Reproduce the passage of the speech on young offenders below, from "This excerpt is" up to and including "to resolve them.".

## START PAGE EXTRACT

Allow me to begin with an important quote, which could guide our discussions today. It is from the report submitted by the Jasmin task force, established by the Government of Quebec to look into the application of the Young Offenders Act.

This excerpt is important in the context of the current debate.

The Jasmin report sates:

    It is often easier to change a law than to change practices of intervention. It may be tempting to think that tougher legislation is the answer to the problems of delinquency.

    Simplistic responses blind us to the full extent of complex problems and create the false impression that we are doing what is necessary to resolve them.

    One such simplistic response is substituting get-tough measures for educational approaches. This, however, overlooks the fact that adolescents are still in the process of learning, and it means they are being saddled with full responsibility for delinquency, as if the society and environment they live in had nothing to do with it.

In today's debate, this should be a beacon guiding the minister as regards the bill before us. But that is not what the Liberal Party is doing. The minister should have travelled across the country to explain that, as far as young offenders are concerned, the best policy is the one advocated by Quebec, but she did not do that.

Instead, the minister decided to reform herself. She decided to adopt the philosophy of western cowboys. Members will recall that the cowboy approach to young offenders was simple: shoot first and ask questions later.

Listening to my colleagues from the Reform Party and the Progressive Conservative Party, I could not help but wonder if the hanging would be reintroduced. Why not have public hangings while we are at it? The Reformers and the Conservatives are going a little too far.

I condemn the Liberal government for moving toward such radical solutions. It is not by changing the law to make it tougher and by imposing exemplary sentences that we will solve the problem with regard to young offenders.

 

. 1750 + -

I think Quebec's approach was better. Unfortunately, as usual, the minister and her cabinet colleagues simply ignored that approach. She will engage in a big centralizing exercise. We will have to wait and see how it will fit in with the various provincial justice systems. We already know there will be a problem in Quebec.

The minister claims, among a lot of other things, that the existing legislation is not clear. However, statistics do not lie. The crime rate in Quebec is the lowest in Canada. Why has the minister not taken Quebec as model instead of embracing the philosophy of the Reform Party and western Canada and bringing forward such a harsh piece of legislation to deal with young offenders? She even found a way to criticize everything that is related to Quebec's justice system and police forces.

## END PAGE EXTRACT
## START PROVIDED MATERIAL

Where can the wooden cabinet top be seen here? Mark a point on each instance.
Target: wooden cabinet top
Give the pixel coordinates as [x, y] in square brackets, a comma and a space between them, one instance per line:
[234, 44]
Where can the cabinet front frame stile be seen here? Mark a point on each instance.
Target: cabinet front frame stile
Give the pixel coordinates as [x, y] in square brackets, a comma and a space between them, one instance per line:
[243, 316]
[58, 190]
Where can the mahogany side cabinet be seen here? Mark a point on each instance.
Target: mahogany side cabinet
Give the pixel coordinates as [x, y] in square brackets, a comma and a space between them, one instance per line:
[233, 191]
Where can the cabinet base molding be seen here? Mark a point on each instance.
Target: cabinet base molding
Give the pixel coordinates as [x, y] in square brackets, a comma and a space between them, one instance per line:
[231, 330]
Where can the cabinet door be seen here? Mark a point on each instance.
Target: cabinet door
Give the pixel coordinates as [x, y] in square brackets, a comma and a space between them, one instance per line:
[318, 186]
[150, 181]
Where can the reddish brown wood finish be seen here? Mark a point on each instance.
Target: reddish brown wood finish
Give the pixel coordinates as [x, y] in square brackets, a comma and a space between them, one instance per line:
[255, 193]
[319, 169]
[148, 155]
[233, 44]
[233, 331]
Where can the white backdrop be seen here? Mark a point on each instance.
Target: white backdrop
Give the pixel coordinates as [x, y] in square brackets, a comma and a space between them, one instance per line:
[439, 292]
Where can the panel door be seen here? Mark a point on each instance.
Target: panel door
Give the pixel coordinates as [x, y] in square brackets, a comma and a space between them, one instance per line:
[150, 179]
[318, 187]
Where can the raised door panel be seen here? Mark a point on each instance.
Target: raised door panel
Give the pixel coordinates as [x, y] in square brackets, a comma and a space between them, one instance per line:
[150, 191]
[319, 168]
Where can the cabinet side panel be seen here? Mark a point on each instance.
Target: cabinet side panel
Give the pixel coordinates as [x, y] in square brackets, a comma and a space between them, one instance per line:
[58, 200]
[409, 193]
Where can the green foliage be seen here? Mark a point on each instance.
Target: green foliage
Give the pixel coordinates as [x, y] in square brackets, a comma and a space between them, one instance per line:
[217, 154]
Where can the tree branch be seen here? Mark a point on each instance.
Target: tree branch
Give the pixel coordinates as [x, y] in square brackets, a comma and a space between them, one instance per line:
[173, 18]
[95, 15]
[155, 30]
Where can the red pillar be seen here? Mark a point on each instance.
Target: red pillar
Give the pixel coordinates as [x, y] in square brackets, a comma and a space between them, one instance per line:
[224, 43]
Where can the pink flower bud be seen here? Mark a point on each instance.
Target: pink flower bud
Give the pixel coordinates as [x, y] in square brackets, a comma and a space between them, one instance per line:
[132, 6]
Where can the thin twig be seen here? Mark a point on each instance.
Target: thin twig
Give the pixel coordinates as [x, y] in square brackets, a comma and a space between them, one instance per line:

## END PROVIDED MATERIAL

THE COMPLETED TASK:
This excerpt is important in the context of the current debate.

The Jasmin report sates:

    It is often easier to change a law than to change practices of intervention. It may be tempting to think that tougher legislation is the answer to the problems of delinquency.

    Simplistic responses blind us to the full extent of complex problems and create the false impression that we are doing what is necessary to resolve them.